Transcribe the passage on the light rail below, from "There has also" up to and including "inconvenience by many.".

- GIVEN TEXT:
● ● ● ●

IF recent reports are anything to go by, it would seem the novelty of the light rail has worn off before the trams have even started running.
Considering the manner in which the government has gone about the whole project, this is hardly surprising. The report from the auditor general (‘Light on plans’, Newcastle Herald 13/12) summarises where the government and the corporate sector got it wrong.
In my view not only was there no community consultation, not only was there no business case, not only was there not enough thought put into the whole project, but it would seem there was a lack of understanding of the reasons behind the problems being faced by business in the city such as the emergence of large suburban shopping centres and the lack of parking, which was expensive.
There has also been a lack of understanding of the value of the assets in the city. By that I'm talking of the fast direct train service into the city centre (which other cities envied) and the collection of heritage buildings. In other cities I have been to much has been done to improve the look of heritage buildings to make the cities more attractive and I'm surprised that wasn't done here. I'm not convinced that forcing people onto the light rail will attract people into the city, particularly when this will increase journey times and will be seen as an inconvenience by many.

● ● ● ●

Saved data entries
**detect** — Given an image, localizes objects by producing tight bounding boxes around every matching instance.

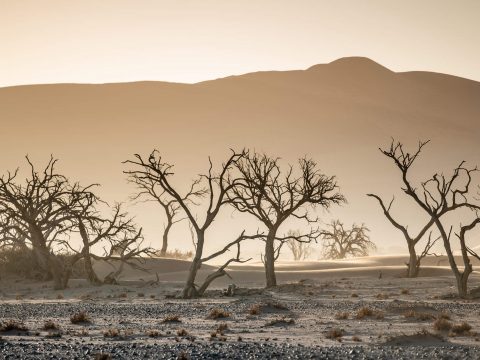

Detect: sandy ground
[0,256,480,358]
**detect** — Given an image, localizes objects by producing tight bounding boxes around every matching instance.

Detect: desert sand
[0,256,480,358]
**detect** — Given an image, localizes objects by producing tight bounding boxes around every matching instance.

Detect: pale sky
[0,0,480,86]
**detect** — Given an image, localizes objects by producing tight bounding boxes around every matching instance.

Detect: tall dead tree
[286,230,312,261]
[128,173,184,256]
[0,157,97,289]
[124,150,260,298]
[228,153,345,287]
[321,220,376,259]
[59,204,152,287]
[367,141,437,278]
[380,140,480,298]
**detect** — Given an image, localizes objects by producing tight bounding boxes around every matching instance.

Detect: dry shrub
[335,311,350,320]
[451,321,472,336]
[70,311,92,324]
[265,317,295,326]
[103,328,120,338]
[147,330,162,338]
[355,306,385,320]
[403,310,435,321]
[42,320,59,331]
[208,308,230,320]
[162,315,182,323]
[0,320,28,332]
[325,328,345,341]
[433,319,452,331]
[217,323,228,333]
[93,353,112,360]
[155,249,193,260]
[177,329,188,337]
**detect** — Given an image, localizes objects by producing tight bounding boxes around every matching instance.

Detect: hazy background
[0,0,480,259]
[0,0,480,86]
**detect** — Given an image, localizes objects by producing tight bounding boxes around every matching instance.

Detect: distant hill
[0,57,480,256]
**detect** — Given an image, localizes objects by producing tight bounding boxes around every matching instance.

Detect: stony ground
[0,277,480,359]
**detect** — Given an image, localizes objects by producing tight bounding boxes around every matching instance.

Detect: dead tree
[380,141,480,298]
[229,153,345,287]
[367,141,437,278]
[128,173,185,256]
[286,230,312,261]
[124,150,260,298]
[0,157,97,289]
[321,220,376,260]
[60,204,152,287]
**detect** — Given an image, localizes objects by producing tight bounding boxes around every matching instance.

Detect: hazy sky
[0,0,480,86]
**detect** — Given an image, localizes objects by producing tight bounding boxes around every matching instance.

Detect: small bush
[0,320,28,332]
[325,328,344,341]
[356,306,385,320]
[403,310,435,321]
[42,320,59,331]
[155,249,193,260]
[265,317,295,326]
[147,330,162,338]
[70,311,92,324]
[208,308,230,320]
[103,328,120,338]
[433,319,452,331]
[177,329,188,337]
[452,321,472,335]
[335,312,350,320]
[162,315,182,323]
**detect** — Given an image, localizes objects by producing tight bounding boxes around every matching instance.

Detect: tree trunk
[160,220,172,256]
[182,231,205,299]
[265,229,277,288]
[407,244,420,278]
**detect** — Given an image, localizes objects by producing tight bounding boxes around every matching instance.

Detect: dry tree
[371,140,480,298]
[128,173,187,257]
[0,156,97,289]
[321,220,376,259]
[124,150,261,298]
[228,153,345,287]
[286,230,312,261]
[367,141,439,278]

● ● ● ●

- RESPONSE:
There has also been a lack of understanding of the value of the assets in the city. By that I'm talking of the fast direct train service into the city centre (which other cities envied) and the collection of heritage buildings. In other cities I have been to much has been done to improve the look of heritage buildings to make the cities more attractive and I'm surprised that wasn't done here. I'm not convinced that forcing people onto the light rail will attract people into the city, particularly when this will increase journey times and will be seen as an inconvenience by many.